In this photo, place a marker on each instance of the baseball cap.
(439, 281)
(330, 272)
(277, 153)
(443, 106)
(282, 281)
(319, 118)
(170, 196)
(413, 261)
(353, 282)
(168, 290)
━━━━
Copy every row above word for word, keeping each line as it appears.

→ Full answer:
In this photo, place a marker on each instance of the baseball cap.
(439, 281)
(330, 272)
(277, 153)
(443, 106)
(282, 281)
(319, 118)
(170, 196)
(413, 261)
(353, 282)
(168, 290)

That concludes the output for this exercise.